Stored records:

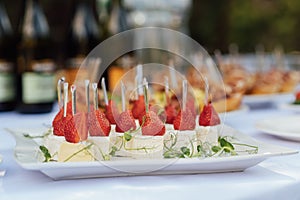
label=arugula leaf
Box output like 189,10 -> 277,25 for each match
180,147 -> 191,157
211,146 -> 222,153
219,138 -> 234,153
109,146 -> 118,156
40,146 -> 52,162
124,132 -> 132,142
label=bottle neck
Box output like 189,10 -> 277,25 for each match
21,0 -> 50,40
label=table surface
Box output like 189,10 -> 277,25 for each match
0,105 -> 300,200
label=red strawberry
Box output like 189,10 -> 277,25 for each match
105,100 -> 119,124
64,112 -> 88,143
295,91 -> 300,102
52,101 -> 72,136
186,96 -> 197,117
199,103 -> 221,126
142,110 -> 166,136
116,110 -> 136,133
131,95 -> 145,119
138,105 -> 167,125
165,104 -> 177,124
173,108 -> 196,131
64,115 -> 80,143
88,109 -> 111,136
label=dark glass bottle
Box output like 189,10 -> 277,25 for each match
0,0 -> 16,111
17,0 -> 56,113
65,0 -> 102,84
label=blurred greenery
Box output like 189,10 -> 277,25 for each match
189,0 -> 300,53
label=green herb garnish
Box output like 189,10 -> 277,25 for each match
40,146 -> 52,162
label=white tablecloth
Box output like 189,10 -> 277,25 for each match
0,104 -> 300,200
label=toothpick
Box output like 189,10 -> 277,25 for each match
169,59 -> 177,88
136,64 -> 143,95
71,85 -> 76,115
182,80 -> 187,111
121,81 -> 126,112
203,77 -> 209,105
57,77 -> 65,108
134,75 -> 139,100
143,78 -> 149,113
64,83 -> 69,117
214,49 -> 223,65
92,83 -> 98,110
164,76 -> 169,104
101,77 -> 108,106
85,80 -> 90,113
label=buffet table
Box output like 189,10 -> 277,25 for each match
0,105 -> 300,200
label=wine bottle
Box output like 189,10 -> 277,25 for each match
17,0 -> 56,113
107,0 -> 128,91
0,0 -> 16,111
65,0 -> 101,84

:: Given task ::
Please write out the material above again with every "bottle" replaced by "flask" and nothing else changed. Leave the pictures out of your answer.

:: Solution to the problem ::
label=arugula leaf
Box output like 189,10 -> 277,25 for each match
180,147 -> 191,157
211,146 -> 222,153
219,138 -> 234,153
109,146 -> 118,156
40,146 -> 52,162
124,132 -> 132,142
label=flask neck
Box output like 189,10 -> 277,25 for each match
21,0 -> 50,40
label=table surface
Box output like 189,10 -> 277,25 for each match
0,105 -> 300,200
label=red strawberry
Box output like 189,10 -> 277,25 for each match
105,100 -> 119,124
64,112 -> 88,143
295,91 -> 300,102
52,101 -> 72,136
186,96 -> 197,117
199,103 -> 221,126
142,110 -> 166,136
116,110 -> 136,133
131,95 -> 145,119
138,105 -> 167,125
165,104 -> 177,124
173,108 -> 196,131
64,115 -> 80,143
88,109 -> 111,136
label=dark glass flask
Box output like 189,10 -> 277,25 for each match
0,0 -> 16,111
17,0 -> 56,113
65,0 -> 102,84
label=blurred greenery
Box output like 189,10 -> 277,25 for each match
189,0 -> 300,53
label=green herb garnish
Box output like 189,10 -> 277,25 for each match
40,146 -> 52,162
label=white tablecloth
Box output like 189,10 -> 277,25 for each match
0,104 -> 300,200
label=toothpick
Box output like 189,10 -> 277,25 for each match
169,59 -> 177,88
136,64 -> 143,95
71,85 -> 76,115
182,80 -> 187,111
121,81 -> 126,112
203,77 -> 209,105
57,77 -> 65,108
134,75 -> 139,100
143,78 -> 149,113
64,83 -> 69,117
214,49 -> 223,65
92,83 -> 98,110
164,76 -> 169,104
101,77 -> 108,106
85,80 -> 90,113
label=buffet table
Box output like 189,10 -> 277,25 for each match
0,105 -> 300,200
label=wine flask
Box output like 189,10 -> 277,25 for each match
17,0 -> 56,113
107,0 -> 128,91
0,0 -> 16,111
65,0 -> 101,84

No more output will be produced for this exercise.